::: TEXTE PROPOSÉ :::

Je ne sais s'il en est de même en cette occasion: car le docteur de la loi qui l'avoit interrogé, paroît si satisfait de sa réponse, qu'il mérita de recevoir cet éloge du Sauveur : « Vous n'êtes pas loin du royaume de Dieu. » Par où, s'il lui montroit qu'il n'y étoit pas encore arrivé, il lui faisoit voir en même temps qu'il étoit dans le chemin, comme la suite le fera peut-être mieux paroître.

Il semble aussi que les pharisiens qui firent faire cette demande au Fils de Dieu, furent bien aises qu'il eût confondu les sadducéens; et que, reconnoissant en lui par ses admirables réponses une doctrine supérieure à tout ce qu'ils avoient jamais entendu, ils furent bien aises d'apprendre sa résolution sur la plus importante question qu'on pût faire sur la loi : « Quel est le grand commandement de la loi? » ou comme saint Marc le rapporte : « Quel est le premier de tous les commandemens ? »

::: DONNÉES DE TRAVAIL :::

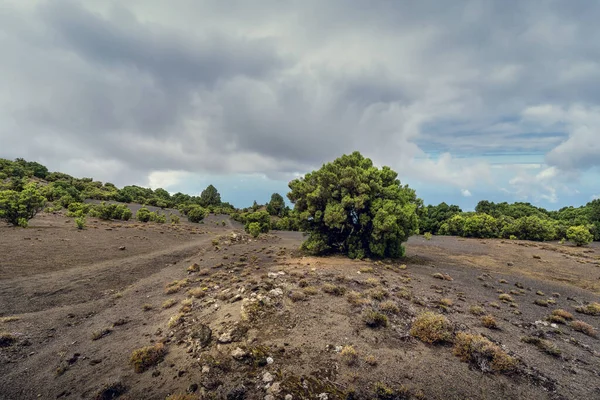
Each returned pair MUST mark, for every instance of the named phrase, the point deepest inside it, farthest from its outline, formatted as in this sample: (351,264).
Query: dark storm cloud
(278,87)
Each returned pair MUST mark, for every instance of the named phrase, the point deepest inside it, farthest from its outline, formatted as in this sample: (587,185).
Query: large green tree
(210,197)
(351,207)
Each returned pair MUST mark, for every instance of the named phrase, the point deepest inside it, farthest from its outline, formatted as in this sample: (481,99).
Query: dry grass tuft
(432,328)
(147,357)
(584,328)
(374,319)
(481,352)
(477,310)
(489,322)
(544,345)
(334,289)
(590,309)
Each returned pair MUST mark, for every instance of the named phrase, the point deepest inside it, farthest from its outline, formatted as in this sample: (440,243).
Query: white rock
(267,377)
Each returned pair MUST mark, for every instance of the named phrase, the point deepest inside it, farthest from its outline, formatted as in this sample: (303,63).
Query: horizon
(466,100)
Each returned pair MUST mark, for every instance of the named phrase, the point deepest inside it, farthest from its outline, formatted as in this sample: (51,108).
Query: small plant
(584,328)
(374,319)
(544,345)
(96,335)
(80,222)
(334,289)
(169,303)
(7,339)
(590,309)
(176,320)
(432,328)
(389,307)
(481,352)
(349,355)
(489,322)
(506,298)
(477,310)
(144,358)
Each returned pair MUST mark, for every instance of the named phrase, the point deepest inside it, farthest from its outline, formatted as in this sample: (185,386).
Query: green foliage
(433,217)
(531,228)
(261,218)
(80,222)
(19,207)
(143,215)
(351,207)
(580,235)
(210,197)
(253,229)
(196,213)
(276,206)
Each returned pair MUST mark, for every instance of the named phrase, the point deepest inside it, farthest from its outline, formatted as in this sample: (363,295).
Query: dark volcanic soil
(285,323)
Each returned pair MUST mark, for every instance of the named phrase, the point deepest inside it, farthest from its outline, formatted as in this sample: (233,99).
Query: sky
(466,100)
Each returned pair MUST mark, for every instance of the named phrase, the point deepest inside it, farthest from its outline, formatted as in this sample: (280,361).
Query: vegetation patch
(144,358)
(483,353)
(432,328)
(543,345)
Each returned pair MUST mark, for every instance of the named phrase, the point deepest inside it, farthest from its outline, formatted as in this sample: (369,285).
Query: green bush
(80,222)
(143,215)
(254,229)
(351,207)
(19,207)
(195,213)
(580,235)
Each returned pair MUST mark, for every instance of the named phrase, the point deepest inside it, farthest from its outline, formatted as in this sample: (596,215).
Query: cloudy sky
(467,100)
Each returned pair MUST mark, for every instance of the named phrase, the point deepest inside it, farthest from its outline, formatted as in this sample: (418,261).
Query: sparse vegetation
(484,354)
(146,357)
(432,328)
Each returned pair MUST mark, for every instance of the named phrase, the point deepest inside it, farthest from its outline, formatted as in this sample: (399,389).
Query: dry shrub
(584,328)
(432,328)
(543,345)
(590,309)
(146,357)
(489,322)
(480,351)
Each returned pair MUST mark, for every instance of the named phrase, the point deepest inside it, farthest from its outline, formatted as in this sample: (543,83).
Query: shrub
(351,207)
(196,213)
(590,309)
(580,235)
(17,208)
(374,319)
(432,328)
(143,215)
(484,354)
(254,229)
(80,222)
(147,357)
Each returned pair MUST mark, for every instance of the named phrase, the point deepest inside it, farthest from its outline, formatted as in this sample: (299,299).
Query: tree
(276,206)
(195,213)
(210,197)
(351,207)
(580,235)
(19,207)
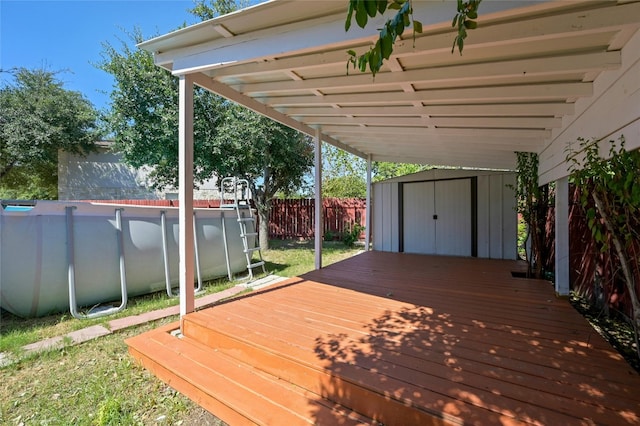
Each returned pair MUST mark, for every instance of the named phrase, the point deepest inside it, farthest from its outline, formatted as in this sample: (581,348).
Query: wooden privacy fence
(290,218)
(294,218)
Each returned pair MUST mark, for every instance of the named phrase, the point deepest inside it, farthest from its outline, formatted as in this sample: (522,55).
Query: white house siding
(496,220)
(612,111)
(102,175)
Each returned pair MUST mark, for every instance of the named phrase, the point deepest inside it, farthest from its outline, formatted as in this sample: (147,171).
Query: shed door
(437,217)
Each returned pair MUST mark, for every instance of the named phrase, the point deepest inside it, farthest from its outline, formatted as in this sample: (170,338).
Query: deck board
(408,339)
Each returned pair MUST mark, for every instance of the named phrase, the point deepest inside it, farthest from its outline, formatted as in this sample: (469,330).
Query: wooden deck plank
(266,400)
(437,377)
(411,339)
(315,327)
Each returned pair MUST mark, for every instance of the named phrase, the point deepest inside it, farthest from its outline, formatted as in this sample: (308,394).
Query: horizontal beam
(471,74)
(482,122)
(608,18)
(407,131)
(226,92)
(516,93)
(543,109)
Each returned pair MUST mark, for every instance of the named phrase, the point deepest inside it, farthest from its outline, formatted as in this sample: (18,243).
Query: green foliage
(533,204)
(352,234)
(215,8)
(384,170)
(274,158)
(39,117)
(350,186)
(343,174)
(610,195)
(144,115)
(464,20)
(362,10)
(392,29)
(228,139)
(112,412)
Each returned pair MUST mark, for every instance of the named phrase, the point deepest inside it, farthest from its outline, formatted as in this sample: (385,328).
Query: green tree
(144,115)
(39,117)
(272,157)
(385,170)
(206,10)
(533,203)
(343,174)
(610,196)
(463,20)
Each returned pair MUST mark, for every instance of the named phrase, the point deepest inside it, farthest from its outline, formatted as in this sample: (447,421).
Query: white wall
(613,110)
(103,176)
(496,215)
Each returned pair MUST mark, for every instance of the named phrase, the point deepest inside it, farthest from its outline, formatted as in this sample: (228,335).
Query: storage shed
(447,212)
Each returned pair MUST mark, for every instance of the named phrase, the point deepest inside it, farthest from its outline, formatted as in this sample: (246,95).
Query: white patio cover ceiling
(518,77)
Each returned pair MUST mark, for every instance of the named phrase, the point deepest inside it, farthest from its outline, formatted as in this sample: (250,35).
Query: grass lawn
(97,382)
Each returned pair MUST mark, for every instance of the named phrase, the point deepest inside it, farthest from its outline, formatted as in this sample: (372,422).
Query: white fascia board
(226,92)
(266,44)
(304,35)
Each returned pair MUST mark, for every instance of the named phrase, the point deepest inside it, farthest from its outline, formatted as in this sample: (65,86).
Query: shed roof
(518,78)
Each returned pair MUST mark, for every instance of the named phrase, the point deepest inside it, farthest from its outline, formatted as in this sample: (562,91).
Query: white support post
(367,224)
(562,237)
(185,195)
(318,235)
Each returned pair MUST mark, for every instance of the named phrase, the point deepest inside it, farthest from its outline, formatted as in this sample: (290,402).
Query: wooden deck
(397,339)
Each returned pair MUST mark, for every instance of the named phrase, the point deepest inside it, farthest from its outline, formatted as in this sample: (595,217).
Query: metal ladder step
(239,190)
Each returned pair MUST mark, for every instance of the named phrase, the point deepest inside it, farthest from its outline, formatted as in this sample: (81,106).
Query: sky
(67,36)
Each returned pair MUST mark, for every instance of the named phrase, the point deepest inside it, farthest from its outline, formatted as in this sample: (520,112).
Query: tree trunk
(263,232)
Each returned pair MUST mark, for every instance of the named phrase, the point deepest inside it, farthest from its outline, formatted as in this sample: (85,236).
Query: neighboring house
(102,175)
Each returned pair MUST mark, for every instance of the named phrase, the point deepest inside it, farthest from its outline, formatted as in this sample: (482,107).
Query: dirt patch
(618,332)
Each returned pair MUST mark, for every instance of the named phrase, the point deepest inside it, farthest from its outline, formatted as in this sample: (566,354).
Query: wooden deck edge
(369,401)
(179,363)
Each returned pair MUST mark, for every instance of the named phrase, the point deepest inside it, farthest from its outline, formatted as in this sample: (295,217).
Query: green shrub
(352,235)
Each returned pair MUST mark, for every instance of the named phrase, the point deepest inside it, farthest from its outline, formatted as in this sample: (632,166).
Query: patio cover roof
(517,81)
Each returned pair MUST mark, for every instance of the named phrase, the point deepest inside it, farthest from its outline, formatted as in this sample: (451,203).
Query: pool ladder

:::

TRAVAIL DEMANDÉ:
[A] Répondez à ces questions sur le texte proposé :
(i) Quel éloge le Sauveur adresse-t-il au docteur de la loi ?
(ii) Qui les pharisiens furent-ils bien aises de voir confondus ?
(iii) Comment saint Marc rapporte-t-il la question posée sur la loi ?
[B] Réécrivez sous forme de tableau Markdown les lignes des enregistrements, depuis celle qui contient « this sample: (482,107). » jusqu'à la fin des enregistrements, les deux bornes comprises et sans les lignes vides. Utilisez les colonnes « N° » pour le numéro de rang et « Ligne » pour la ligne.

CORRIGÉ DÉTAILLÉ:
[A]
(i) « Vous n'êtes pas loin du royaume de Dieu. »
(ii) Les sadducéens.
(iii) « Quel est le premier de tous les commandemens ? »

[B]
| N° | Ligne |
|---|---|
| 1 | Each returned pair MUST mark, for every instance of the named phrase, the point deepest inside it, farthest from its outline, formatted as in this sample: (482,107). |
| 2 | Query: dirt patch |
| 3 | (618,332) |
| 4 | Each returned pair MUST mark, for every instance of the named phrase, the point deepest inside it, farthest from its outline, formatted as in this sample: (566,354). |
| 5 | Query: wooden deck edge |
| 6 | (369,401) |
| 7 | (179,363) |
| 8 | Each returned pair MUST mark, for every instance of the named phrase, the point deepest inside it, farthest from its outline, formatted as in this sample: (295,217). |
| 9 | Query: green shrub |
| 10 | (352,235) |
| 11 | Each returned pair MUST mark, for every instance of the named phrase, the point deepest inside it, farthest from its outline, formatted as in this sample: (632,166). |
| 12 | Query: patio cover roof |
| 13 | (517,81) |
| 14 | Each returned pair MUST mark, for every instance of the named phrase, the point deepest inside it, farthest from its outline, formatted as in this sample: (451,203). |
| 15 | Query: pool ladder |